▸ **EXERCISE OBJECTIVE**: Lines holding the string "dark" are the ones to copy; find them all in the data.
------ INPUT MATERIAL ------
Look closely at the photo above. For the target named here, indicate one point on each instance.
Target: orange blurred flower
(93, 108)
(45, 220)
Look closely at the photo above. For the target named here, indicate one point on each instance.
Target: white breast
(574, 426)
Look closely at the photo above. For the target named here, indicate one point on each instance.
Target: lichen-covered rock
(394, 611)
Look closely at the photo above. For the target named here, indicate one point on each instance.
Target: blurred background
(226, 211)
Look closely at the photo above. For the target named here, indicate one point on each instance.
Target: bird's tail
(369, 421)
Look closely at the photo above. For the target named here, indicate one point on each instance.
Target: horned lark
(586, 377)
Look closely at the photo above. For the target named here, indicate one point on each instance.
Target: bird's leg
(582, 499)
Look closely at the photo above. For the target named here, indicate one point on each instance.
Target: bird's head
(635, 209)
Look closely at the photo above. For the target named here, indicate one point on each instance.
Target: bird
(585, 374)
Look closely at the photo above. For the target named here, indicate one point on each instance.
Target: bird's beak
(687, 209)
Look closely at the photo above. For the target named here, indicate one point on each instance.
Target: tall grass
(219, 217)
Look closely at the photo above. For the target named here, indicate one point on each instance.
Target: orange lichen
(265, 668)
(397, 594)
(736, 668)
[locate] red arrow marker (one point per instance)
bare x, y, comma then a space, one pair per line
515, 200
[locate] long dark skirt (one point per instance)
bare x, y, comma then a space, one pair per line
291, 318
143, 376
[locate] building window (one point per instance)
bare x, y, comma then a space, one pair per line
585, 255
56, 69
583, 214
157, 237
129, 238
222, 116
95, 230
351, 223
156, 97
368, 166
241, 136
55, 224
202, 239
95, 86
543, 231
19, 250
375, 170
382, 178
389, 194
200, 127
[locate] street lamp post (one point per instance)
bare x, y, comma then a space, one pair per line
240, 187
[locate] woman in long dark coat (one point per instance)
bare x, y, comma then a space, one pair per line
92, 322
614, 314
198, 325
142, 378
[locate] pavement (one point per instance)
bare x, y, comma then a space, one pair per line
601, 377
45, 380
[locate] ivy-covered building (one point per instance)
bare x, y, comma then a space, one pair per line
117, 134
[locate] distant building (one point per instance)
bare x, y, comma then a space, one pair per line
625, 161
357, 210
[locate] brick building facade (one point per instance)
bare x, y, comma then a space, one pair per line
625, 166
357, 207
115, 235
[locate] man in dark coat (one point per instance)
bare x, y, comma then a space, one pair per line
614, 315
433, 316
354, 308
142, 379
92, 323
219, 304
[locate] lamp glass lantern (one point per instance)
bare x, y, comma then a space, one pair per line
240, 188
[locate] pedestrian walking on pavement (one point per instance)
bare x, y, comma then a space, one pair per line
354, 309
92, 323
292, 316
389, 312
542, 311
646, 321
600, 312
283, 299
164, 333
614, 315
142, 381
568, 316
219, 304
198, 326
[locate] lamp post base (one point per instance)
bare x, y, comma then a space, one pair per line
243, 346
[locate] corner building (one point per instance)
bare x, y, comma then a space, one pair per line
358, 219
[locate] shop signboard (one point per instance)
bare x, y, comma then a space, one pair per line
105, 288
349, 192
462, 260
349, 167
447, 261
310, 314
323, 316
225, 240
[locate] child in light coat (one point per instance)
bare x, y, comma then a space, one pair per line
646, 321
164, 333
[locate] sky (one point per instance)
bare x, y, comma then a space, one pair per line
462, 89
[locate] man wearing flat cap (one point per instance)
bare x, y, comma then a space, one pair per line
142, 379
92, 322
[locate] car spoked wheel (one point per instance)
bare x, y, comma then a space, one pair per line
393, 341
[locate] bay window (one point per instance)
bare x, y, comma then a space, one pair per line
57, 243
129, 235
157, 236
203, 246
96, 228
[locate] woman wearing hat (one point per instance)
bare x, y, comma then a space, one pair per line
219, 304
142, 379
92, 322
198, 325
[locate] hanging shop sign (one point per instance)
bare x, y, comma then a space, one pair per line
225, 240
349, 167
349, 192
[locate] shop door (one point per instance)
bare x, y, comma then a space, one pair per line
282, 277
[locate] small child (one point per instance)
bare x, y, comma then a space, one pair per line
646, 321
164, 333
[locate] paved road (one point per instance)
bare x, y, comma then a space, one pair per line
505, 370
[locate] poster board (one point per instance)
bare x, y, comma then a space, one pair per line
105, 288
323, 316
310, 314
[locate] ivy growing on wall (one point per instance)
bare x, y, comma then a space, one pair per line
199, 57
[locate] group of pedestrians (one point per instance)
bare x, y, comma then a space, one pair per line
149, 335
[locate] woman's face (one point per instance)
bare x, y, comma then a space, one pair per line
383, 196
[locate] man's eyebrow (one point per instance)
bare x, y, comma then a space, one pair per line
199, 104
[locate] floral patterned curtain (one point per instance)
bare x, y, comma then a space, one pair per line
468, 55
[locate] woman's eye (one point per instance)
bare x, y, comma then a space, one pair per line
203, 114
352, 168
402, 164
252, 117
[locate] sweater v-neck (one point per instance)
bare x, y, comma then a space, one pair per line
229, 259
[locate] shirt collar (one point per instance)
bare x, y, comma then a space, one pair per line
------
▸ **YOUR RESPONSE**:
[locate] long dark skirt (one point per instance)
[locate] woman in long dark coat (one point per instance)
[locate] man in dark coat (one point per instance)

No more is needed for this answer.